===== Text shown
First microsubmarines designed to help clean up oil spills
The simple nanomachine-enabled oil collection method is based on modifying microtube engines with a superhydrophobic layer able to adsorb oil by means of its strong adhesion to a long chain of self-assembled monolayers (SAMs) of alkanethiols created on the rough gold outer surface of the device. Credit: American Chemical Society
Scientists are reporting development and successful testing of the first self-propelled “microsubmarines” designed to pick up droplets of oil from contaminated waters and transport them to collection facilities. The report concludes that these tiny machines could play an important role in cleaning up oil spills, like the 2010 Deepwater Horizon incident in the Gulf of Mexico. It appears in the journal ACS Nano.
Joseph Wang and colleagues explain that different versions of microengines have been developed, including devices that could transport medications through the bloodstream to diseased parts of the body. But no one has ever shown that these devices—which are about 10 times smaller than the width of a human hair—could help clean up oil spills. There is an urgent need for better ways of separating oil from water in the oceans and inside factories to avoid releasing oil-contaminated water to the environment. Wang’s team developed so-called microsubmarines, which require very little fuel and move ultrafast, to see whether these small engines could help clean up oil.
==========
_Check your understanding_.
A – Write out the part of the microsubmarine article between "First microsubmarines designed" and "journal ACS Nano.", inclusive.
B – In the microsubmarine article, how does the size of these devices compare with the width of a human hair?
C – Carry on the microsubmarine article from the point where it stops.
The lines after this point come from a different source.
===== Supplied information
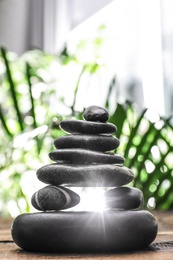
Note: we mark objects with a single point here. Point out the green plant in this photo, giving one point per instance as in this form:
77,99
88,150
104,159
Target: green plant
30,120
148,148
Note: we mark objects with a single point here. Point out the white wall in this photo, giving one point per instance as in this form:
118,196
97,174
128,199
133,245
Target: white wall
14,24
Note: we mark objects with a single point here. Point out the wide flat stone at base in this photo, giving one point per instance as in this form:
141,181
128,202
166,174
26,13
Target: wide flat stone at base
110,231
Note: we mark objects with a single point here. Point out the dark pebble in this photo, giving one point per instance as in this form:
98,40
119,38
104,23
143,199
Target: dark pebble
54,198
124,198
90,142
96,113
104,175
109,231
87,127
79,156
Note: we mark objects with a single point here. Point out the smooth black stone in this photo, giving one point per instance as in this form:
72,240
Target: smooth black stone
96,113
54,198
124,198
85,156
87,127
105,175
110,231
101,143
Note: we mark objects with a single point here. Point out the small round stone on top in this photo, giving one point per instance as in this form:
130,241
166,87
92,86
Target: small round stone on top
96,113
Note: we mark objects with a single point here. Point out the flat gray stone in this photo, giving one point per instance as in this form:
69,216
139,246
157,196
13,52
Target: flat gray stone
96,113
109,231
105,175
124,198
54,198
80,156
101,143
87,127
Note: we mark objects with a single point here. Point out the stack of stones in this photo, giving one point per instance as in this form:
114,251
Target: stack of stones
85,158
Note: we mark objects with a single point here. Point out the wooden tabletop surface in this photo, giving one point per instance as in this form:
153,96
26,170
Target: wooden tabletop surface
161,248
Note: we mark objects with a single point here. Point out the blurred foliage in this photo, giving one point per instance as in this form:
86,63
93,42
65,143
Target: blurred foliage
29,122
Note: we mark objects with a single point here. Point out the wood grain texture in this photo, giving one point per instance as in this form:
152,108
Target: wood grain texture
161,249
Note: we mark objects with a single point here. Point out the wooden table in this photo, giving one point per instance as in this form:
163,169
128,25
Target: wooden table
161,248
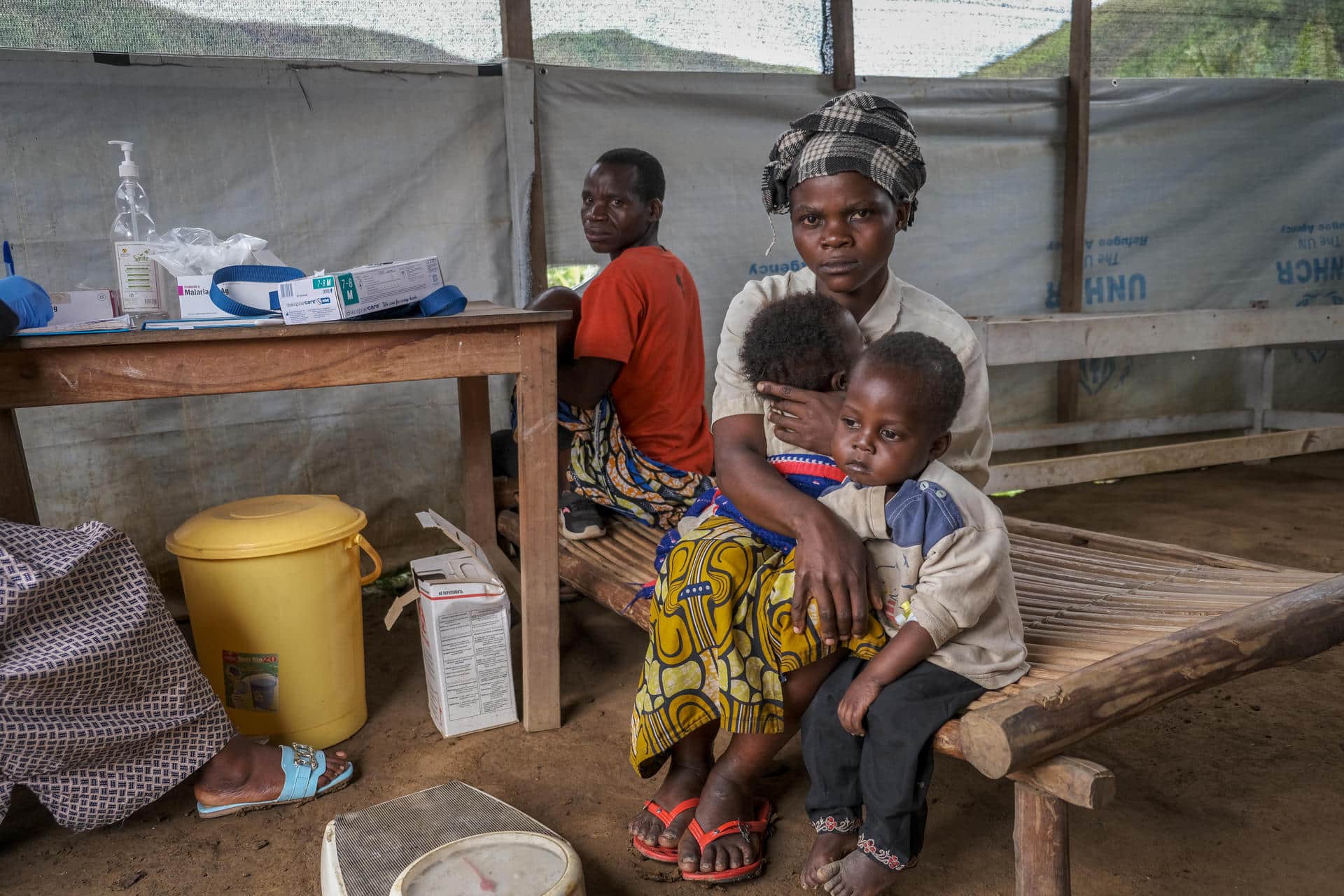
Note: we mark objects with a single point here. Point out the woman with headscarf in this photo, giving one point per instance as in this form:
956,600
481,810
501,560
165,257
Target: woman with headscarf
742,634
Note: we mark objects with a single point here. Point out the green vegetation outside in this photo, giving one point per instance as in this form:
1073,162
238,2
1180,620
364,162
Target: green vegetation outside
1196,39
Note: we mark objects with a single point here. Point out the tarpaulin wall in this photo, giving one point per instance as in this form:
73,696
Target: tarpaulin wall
==========
_Activity answers_.
A –
First microsubmarines designed to help clean up oil spills
The simple nanomachine-enabled oil collection method is based on modifying microtube engines with a superhydrophobic layer able to adsorb oil by means of its strong adhesion to a long chain of self-assembled monolayers (SAMs) of alkanethiols created on the rough gold outer surface of the device. Credit: American Chemical Society
Scientists are reporting development and successful testing of the first self-propelled “microsubmarines” designed to pick up droplets of oil from contaminated waters and transport them to collection facilities. The report concludes that these tiny machines could play an important role in cleaning up oil spills, like the 2010 Deepwater Horizon incident in the Gulf of Mexico. It appears in the journal ACS Nano.

B – They are about 10 times smaller than the width of a human hair.

C –
Tests showed that the cone-shaped microsubmarines can collect droplets of olive oil and motor oil in water and transport them through the water. The microsubs have a special surface coating, which makes them “superhydrophobic,” or extremely water-repellent and oil-absorbent. “These results demonstrate the potential of the superhydrophobic-modified microsubmarines for facile, rapid and highly efficient collection of oils in oil-contaminated water samples,” say the researchers.
The authors acknowledge funding from the National Science Foundation, NATO Science for Peace and Security Program, Spanish MICINN, Beatriu de Pinós (Government of Catalonia) and University of Alcalá (Madrid).